* **Given text**:

"""

Rev. EJ's Anti-Racist Origin Story
Anti-Racist Origin Story
By: Rev. Emily Joye
Anti-Racist Devotional
11.8.17
Ezekiel 18: 25-32
25 Yet you say, ‘The way of the Lord is unfair.’ Hear now, O house of Israel: Is my way unfair? Is it not your ways that are unfair? 26When the righteous turn away from their righteousness and commit iniquity, they shall die for it; for the iniquity that they have committed they shall die.27Again, when the wicked turn away from the wickedness they have committed and do what is lawful and right, they shall save their life.28Because they considered and turned away from all the transgressions that they had committed, they shall surely live; they shall not die. 29Yet the house of Israel says, ‘The way of the Lord is unfair.’ O house of Israel, are my ways unfair? Is it not your ways that are unfair?
30 Therefore I will judge you, O house of Israel, all of you according to your ways, says the Lord God. Repent and turn from all your transgressions; otherwise iniquity will be your ruin. 31Cast away from you all the transgressions that you have committed against me, and get yourselves a new heart and a new spirit! Why will you die, O house of Israel? 32For I have no pleasure in the death of anyone, says the Lord God. Turn, then, and live.
James Baldwin, The Price of the Ticket
A] vast amount of the energy that goes into what we call the Negro problem is produced by the white man’s profound desire not to be judged by those who are not white, not to be seen as he is, and at the same time a vast amount of the white anguish is rooted in the white man’s equally profound need to be seen as he is, to be released from the tyranny of the mirror. All of us know, whether or not we are able to admit it, that mirrors can only lie, that death by drowning is all that awaits one there. It is for this reason that love is so desperately sought and so cunningly avoided. Love takes off the masks that we fear we cannot live without and know we cannot live within. I use the word ‘love’ here not merely in the personal sense but as a state of being, or a state of grace—not in the infantile American sense of being made happy but in the tough and universal sense of quest and daring and growth.
Prayer of Obedience...
So when I think about what got me started on this path, I must admit that it wasn’t creation ex-nihilo but rather a process full of starts, stops, contractions, birth, death and rebirth. And I’m still so on it, yall. Like daily trying to figure out how to claim anti-racist as a white person in a way that isn’t just about an identity but a way of being in the world that results in humility and justice and is ultimately pleasing to God. This is absolutely about personal and collective salvation for me. But it doesn’t stop there. The salvific hinges upon earthly, material transformation away from white supremacy to racial justice. I believe I will be met by my maker and that I will be asked what I did with the inheritance of white supremacy during my time on earth, and what awaits me in the hereafter hinges on my response--not what I hoped to do, but what I did. And it’s daily blood, bread and poetry as white, dyke, activist, poet Adrienne Rich reminds me.

"""

Pointing and labeling entries
"""

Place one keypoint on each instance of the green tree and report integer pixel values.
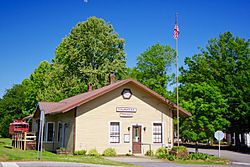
(152, 68)
(225, 64)
(35, 85)
(11, 107)
(91, 52)
(208, 108)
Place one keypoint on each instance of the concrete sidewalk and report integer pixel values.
(230, 155)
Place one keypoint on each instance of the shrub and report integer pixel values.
(171, 157)
(80, 152)
(161, 153)
(109, 152)
(94, 153)
(149, 153)
(179, 152)
(198, 156)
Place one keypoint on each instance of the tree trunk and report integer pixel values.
(196, 146)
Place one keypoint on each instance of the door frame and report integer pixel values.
(131, 136)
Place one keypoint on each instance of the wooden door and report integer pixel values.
(136, 140)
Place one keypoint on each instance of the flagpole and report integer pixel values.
(177, 91)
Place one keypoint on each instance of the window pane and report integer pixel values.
(50, 131)
(114, 132)
(157, 132)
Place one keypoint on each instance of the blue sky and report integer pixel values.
(31, 30)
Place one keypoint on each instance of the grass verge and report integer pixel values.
(8, 154)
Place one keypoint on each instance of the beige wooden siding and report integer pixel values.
(93, 120)
(67, 118)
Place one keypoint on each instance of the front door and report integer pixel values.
(61, 134)
(136, 142)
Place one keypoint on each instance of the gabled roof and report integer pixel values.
(72, 102)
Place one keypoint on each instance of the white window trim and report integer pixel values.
(131, 136)
(46, 135)
(162, 133)
(120, 126)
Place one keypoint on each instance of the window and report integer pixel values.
(114, 132)
(157, 132)
(50, 131)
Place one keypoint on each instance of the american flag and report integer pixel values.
(176, 31)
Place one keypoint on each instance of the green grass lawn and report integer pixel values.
(14, 154)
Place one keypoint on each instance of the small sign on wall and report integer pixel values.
(126, 115)
(126, 138)
(126, 109)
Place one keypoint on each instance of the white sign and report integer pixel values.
(219, 135)
(125, 109)
(126, 115)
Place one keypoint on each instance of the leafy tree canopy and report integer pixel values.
(91, 52)
(152, 68)
(225, 66)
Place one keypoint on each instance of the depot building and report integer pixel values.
(125, 115)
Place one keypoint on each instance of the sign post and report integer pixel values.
(40, 139)
(219, 135)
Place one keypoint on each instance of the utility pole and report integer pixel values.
(176, 33)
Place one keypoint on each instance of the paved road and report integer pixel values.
(230, 155)
(148, 162)
(48, 164)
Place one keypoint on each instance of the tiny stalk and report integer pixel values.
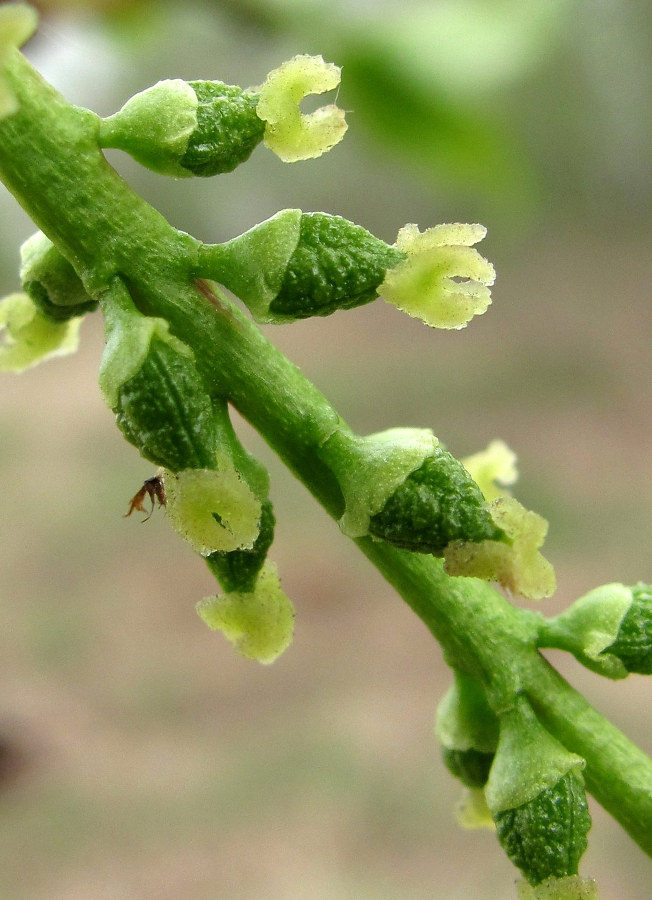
(179, 354)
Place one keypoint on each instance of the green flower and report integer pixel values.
(30, 338)
(608, 630)
(517, 563)
(51, 282)
(467, 731)
(536, 795)
(185, 128)
(18, 22)
(443, 281)
(570, 887)
(289, 133)
(213, 509)
(259, 623)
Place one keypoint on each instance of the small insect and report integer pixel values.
(153, 488)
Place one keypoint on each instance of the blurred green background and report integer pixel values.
(140, 757)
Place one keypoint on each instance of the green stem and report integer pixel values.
(51, 161)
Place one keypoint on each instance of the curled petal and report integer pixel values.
(492, 469)
(260, 623)
(443, 280)
(289, 133)
(31, 338)
(518, 565)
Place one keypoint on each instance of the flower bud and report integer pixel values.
(297, 265)
(51, 282)
(149, 379)
(570, 887)
(467, 731)
(437, 503)
(633, 644)
(492, 469)
(608, 630)
(536, 795)
(183, 128)
(30, 337)
(290, 134)
(442, 280)
(259, 623)
(18, 22)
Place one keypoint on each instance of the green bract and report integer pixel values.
(633, 644)
(155, 126)
(336, 265)
(428, 285)
(239, 569)
(290, 134)
(400, 486)
(546, 837)
(165, 412)
(369, 469)
(493, 469)
(51, 282)
(18, 22)
(253, 264)
(467, 731)
(150, 380)
(29, 337)
(608, 630)
(437, 503)
(259, 623)
(536, 795)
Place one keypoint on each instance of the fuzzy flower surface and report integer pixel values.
(18, 22)
(289, 133)
(214, 510)
(444, 281)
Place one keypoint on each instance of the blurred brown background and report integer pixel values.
(139, 756)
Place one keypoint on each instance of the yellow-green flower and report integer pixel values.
(17, 23)
(259, 623)
(213, 509)
(492, 469)
(289, 133)
(30, 338)
(443, 280)
(517, 565)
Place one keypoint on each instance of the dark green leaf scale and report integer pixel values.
(470, 766)
(56, 312)
(165, 412)
(436, 504)
(336, 265)
(238, 570)
(546, 837)
(227, 131)
(633, 646)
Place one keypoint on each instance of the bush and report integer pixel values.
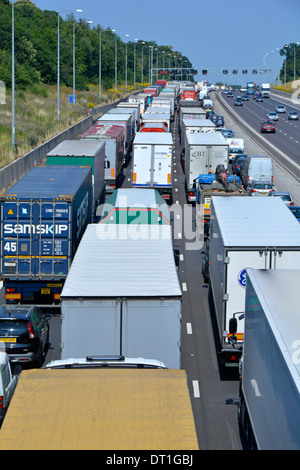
(33, 140)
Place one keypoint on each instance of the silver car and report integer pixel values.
(260, 188)
(285, 196)
(280, 108)
(293, 115)
(273, 116)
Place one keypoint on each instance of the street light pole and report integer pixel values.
(143, 64)
(134, 63)
(58, 61)
(100, 63)
(126, 35)
(116, 66)
(13, 128)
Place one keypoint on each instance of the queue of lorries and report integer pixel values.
(71, 235)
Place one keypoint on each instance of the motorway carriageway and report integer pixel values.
(287, 135)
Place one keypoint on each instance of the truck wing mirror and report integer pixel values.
(232, 326)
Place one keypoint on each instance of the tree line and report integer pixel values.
(36, 41)
(291, 65)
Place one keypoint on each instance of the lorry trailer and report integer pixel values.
(123, 282)
(43, 217)
(202, 153)
(246, 232)
(124, 120)
(135, 206)
(100, 409)
(152, 162)
(269, 404)
(113, 136)
(83, 153)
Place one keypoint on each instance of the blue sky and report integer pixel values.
(214, 34)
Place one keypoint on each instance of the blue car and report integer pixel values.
(219, 121)
(226, 132)
(296, 211)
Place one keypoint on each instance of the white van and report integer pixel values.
(8, 383)
(257, 168)
(236, 146)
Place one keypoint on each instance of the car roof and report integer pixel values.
(106, 361)
(281, 193)
(261, 181)
(15, 311)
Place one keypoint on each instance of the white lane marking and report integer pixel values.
(196, 389)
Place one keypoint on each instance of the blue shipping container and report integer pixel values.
(43, 218)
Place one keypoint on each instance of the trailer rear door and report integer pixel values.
(162, 165)
(142, 165)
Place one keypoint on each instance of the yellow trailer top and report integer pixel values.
(115, 409)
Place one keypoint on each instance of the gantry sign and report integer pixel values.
(236, 71)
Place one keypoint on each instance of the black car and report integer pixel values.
(237, 164)
(238, 101)
(24, 331)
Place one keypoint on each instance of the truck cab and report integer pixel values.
(8, 383)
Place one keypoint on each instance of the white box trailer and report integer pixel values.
(195, 126)
(126, 109)
(153, 109)
(122, 295)
(202, 153)
(246, 232)
(152, 118)
(141, 99)
(124, 120)
(152, 162)
(163, 102)
(269, 409)
(190, 112)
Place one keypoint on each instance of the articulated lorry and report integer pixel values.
(113, 136)
(124, 120)
(122, 295)
(269, 406)
(152, 162)
(265, 90)
(220, 184)
(43, 217)
(202, 154)
(83, 153)
(100, 409)
(246, 232)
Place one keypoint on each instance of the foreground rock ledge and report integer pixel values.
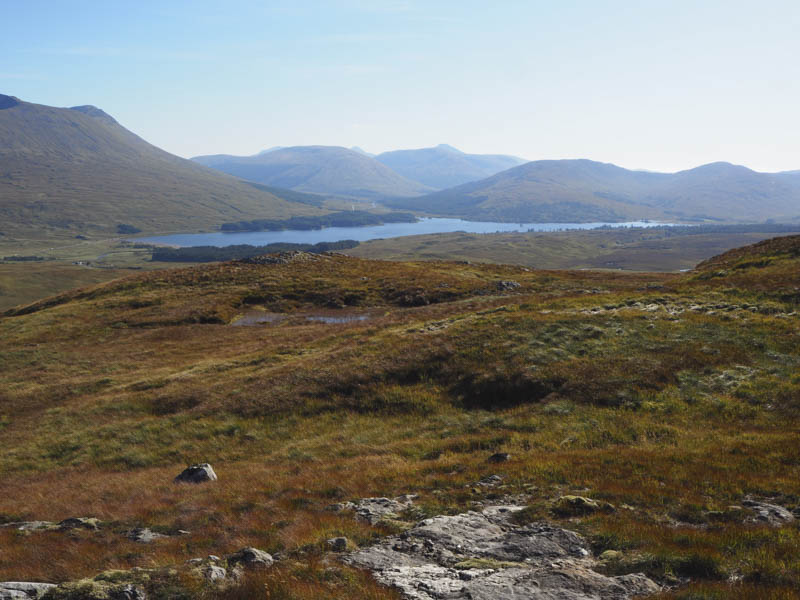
(485, 556)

"""

* **What to do**:
**1)** According to the Ezekiel passage quoted in the anti-racist devotional, why shall the wicked who turn away from their wickedness surely live? Answer in one to three sentences.
**2)** Pick up the anti-racist devotional after its final sentence and continue writing it.

* **The responses**:
**1)** They shall surely live because they considered and turned away from all the transgressions they had committed and now do what is lawful and right. For that reason they save their life and shall not die.

**2)**
Having said that, I can share with you that there were choice points along the way that stand out, big time, upon reflection. Moments when it was go or grow, moments when I could break with whiteness and live, or make the choice (which isn’t really a choice) of putting my head back in the sand about white supremacy and spiritually die. So I’m going to share some of those moments with you. But before I do that, I have to acknowledge that any knowing I have in the area of anti-racism comes from racism itself, which is the most tragic paradox of this work. We white people don’t awaken from racism without some cataclysmic aha moment that usually comes by way of reckoning with our ignorance or outright racist nonsense, both of which come at the expense of people of color. So in recalling my aha moments I just have to say that I wish these stories didn’t come by way of pain in communities and people of color, but they do.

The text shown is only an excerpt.